I find it hilarious how he spilled the beans on how much the API has costed Reddit.

Huffman’s gripe is that some of these apps make millions every year using Reddit’s data, and the company has to bear infrastructure costs of up to $10 million every year, he told The Verge.

And so, he thinks he can charge a single app, Apollo, twice that amount? And what about the rest of the apps, I haven't heard how much they would have had to pay. It's absolutely reasonable for Reddit to try to recoup some or all of that cost for the API. I recall Apollo's creator Christian Selig saying he wasn't against paying for access, but it had to be reasonable. This just cements why he's doing this. To kill the 3rd party apps.

TLDR: fuck u/spez.

I would have been willing to pay a bit in order to keep BaconReader. I am very cognizant that I am avoiding ads, and would pay to keep it that way. But I won't pay an excessive amount.

Steve is not giving me the option. He wants to price the apps out of existence, because he sees them as competition. Which is weird, because the only purpose of those apps is to drive content to Reddit. And their users paid extra to the app developer because they prefer it. Does he not want my content?

I don't think spez cares about what kind of content gets posted, as long as something is getting posted. As evidenced by the glacial response to dealing with problem subreddits. This is also why he's going to force the subs to reopen at all costs. He needs those posts being made, and he needs the users and lurkers to view those posts for the ad revenue. It's also what will allow Reddit's competition to eat spez's lunch. Quantity is easy these days. But users will follow the quality.
-=-=-
> Required task 1:
Retype the passage of the Reddit API comments starting at "And so, he thinks" and ending at "3rd party apps.", with no changes.

> Records for processing:
-=-=-
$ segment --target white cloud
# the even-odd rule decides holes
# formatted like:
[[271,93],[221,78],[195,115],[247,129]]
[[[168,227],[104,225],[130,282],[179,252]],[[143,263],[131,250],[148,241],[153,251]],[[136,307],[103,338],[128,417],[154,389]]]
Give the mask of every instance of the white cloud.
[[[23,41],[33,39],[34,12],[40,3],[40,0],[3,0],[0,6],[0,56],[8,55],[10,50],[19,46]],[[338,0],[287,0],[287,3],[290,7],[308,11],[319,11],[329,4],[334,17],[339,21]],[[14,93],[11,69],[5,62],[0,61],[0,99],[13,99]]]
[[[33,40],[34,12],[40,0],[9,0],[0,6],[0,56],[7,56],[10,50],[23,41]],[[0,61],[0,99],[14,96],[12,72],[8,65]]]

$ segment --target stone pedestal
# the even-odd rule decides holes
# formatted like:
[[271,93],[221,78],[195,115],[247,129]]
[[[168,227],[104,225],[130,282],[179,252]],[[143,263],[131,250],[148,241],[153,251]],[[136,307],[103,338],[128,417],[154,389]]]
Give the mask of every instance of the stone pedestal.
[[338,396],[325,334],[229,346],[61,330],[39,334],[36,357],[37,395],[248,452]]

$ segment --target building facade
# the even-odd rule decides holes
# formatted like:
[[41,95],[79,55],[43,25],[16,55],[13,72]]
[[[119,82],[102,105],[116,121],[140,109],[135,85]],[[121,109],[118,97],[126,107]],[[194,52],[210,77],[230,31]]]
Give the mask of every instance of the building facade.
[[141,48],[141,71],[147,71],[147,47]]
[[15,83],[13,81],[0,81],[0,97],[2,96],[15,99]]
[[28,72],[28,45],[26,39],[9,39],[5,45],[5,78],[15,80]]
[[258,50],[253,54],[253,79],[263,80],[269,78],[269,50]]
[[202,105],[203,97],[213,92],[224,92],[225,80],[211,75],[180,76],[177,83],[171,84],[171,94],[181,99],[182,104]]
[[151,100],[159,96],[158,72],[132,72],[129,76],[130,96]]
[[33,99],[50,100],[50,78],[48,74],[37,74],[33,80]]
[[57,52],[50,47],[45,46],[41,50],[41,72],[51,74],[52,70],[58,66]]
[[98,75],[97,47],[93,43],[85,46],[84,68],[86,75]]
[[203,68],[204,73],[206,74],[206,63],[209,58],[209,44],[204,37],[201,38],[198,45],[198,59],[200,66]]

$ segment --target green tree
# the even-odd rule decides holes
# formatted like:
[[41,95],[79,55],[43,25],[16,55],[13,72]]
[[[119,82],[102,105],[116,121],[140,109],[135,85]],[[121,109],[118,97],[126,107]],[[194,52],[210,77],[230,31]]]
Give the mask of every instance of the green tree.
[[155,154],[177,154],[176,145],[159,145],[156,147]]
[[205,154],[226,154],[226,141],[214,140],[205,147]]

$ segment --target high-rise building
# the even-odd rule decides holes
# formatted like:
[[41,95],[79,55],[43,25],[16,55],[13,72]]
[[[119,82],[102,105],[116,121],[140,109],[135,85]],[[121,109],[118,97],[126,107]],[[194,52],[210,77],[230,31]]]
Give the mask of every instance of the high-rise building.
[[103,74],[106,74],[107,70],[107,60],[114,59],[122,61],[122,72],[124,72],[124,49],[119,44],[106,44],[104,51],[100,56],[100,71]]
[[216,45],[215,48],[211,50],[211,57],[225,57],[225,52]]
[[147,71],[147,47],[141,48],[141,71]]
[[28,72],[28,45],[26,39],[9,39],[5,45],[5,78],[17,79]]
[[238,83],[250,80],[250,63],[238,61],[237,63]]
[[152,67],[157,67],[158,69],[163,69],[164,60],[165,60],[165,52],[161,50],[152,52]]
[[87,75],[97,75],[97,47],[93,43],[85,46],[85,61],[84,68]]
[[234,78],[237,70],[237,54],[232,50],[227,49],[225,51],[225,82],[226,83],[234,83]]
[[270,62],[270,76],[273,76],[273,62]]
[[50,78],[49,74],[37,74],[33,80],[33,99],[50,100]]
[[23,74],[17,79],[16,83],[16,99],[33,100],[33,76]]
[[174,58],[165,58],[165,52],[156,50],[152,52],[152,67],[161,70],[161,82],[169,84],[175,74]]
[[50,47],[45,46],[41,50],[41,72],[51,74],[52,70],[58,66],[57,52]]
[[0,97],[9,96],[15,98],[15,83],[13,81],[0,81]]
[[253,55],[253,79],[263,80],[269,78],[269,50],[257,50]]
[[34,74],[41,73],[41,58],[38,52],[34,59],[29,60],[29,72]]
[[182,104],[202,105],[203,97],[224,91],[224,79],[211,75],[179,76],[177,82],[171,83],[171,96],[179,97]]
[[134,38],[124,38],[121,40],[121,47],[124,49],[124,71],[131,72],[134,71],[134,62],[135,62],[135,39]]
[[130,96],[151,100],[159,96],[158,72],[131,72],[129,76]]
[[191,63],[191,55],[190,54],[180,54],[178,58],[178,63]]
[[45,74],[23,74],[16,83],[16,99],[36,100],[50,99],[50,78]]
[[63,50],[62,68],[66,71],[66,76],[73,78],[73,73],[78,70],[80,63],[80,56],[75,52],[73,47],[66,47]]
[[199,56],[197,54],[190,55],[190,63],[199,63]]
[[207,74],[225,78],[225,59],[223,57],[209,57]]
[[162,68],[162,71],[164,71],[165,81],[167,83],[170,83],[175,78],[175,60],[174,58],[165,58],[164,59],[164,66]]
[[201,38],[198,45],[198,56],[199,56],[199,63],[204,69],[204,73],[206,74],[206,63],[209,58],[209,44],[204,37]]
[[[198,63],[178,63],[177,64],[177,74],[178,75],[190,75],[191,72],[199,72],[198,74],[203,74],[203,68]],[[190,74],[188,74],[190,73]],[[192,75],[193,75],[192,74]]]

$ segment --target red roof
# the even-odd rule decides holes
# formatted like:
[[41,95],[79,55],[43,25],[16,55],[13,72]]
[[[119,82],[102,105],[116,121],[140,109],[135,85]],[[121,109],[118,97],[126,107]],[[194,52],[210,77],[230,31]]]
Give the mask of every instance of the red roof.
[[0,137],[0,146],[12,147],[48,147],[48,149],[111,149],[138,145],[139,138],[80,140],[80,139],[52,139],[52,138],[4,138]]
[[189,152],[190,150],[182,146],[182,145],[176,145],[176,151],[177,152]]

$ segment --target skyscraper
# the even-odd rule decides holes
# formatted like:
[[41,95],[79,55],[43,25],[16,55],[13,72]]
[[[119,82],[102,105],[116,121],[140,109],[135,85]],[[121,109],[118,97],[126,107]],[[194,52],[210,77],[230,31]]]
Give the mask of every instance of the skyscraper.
-=-=-
> Required task 2:
Put the lines of the listing into a JSON list of strings, one string per line and blank lines omitted, starting at the line that contains "segment --target skyscraper" and ending at the last line of the listing, both included.

> Task response 1:
And so, he thinks he can charge a single app, Apollo, twice that amount? And what about the rest of the apps, I haven't heard how much they would have had to pay. It's absolutely reasonable for Reddit to try to recoup some or all of that cost for the API. I recall Apollo's creator Christian Selig saying he wasn't against paying for access, but it had to be reasonable. This just cements why he's doing this. To kill the 3rd party apps.

> Task response 2:
[
  "$ segment --target skyscraper",
  "# the even-odd rule decides holes",
  "# formatted like:",
  "[[41,95],[79,55],[43,25],[16,55],[13,72]]",
  "[[[119,82],[102,105],[116,121],[140,109],[135,85]],[[121,109],[118,97],[126,107]],[[194,52],[210,77],[230,31]]]",
  "Give the mask of every instance of the skyscraper."
]